Duplicate the lines below word for word, taking the stretch from the line containing "Pinpoint player's face." through the end of the data.
====== PROVIDED MATERIAL ======
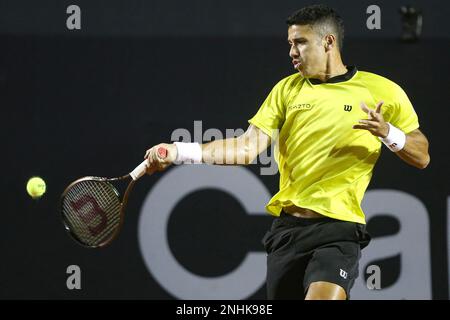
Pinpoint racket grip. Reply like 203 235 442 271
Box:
130 159 148 180
158 147 167 159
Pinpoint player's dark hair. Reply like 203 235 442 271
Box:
286 4 344 50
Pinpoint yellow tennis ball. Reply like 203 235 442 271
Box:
27 177 47 199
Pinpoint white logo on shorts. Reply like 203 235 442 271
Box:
339 269 347 279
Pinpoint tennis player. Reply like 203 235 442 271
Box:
145 5 430 299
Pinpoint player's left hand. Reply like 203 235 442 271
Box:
353 101 389 138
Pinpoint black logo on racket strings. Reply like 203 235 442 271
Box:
70 195 108 236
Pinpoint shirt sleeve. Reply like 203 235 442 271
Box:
385 85 419 134
248 79 286 138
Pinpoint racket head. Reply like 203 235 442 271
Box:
61 176 129 248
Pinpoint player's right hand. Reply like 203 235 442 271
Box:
144 143 177 174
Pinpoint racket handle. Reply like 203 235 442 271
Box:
158 147 167 159
130 159 148 180
130 147 167 180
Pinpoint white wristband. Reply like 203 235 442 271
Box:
379 122 406 152
174 142 202 163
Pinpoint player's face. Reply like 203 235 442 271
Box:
288 25 327 78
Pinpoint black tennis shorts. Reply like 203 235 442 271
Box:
262 212 370 300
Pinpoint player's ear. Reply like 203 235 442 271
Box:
325 34 335 51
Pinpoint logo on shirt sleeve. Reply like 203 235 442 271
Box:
288 103 314 111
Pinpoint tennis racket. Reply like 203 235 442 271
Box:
61 147 167 248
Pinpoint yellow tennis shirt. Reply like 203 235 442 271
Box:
249 67 419 224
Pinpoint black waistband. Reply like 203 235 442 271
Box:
280 210 336 225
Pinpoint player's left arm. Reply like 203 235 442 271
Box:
353 102 430 169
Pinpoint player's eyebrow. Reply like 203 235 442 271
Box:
287 37 308 43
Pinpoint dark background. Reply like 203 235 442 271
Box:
0 0 450 299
======
WORKED SOLUTION:
Pinpoint player's face. Reply like 203 235 442 271
Box:
288 25 327 78
Pinpoint black tennis shorts. Reply like 203 235 442 271
Box:
262 212 370 300
Pinpoint player's ear. Reply like 203 235 442 271
Box:
325 34 335 51
Pinpoint logo on shirt sleeve. Reply like 203 235 442 271
Box:
288 103 314 111
Pinpoint tennis racket. Reply like 203 235 442 271
Box:
61 147 167 248
Pinpoint yellow tennis shirt. Reply like 203 235 442 271
Box:
249 67 419 224
Pinpoint black waistband. Reply like 203 235 442 271
Box:
280 210 336 225
Pinpoint player's left arm. Reply like 203 235 442 271
Box:
353 102 430 169
Pinpoint player's eyebrow. Reply like 203 235 442 271
Box:
287 37 308 43
Pinpoint dark background. Reply like 203 235 442 271
Box:
0 0 450 299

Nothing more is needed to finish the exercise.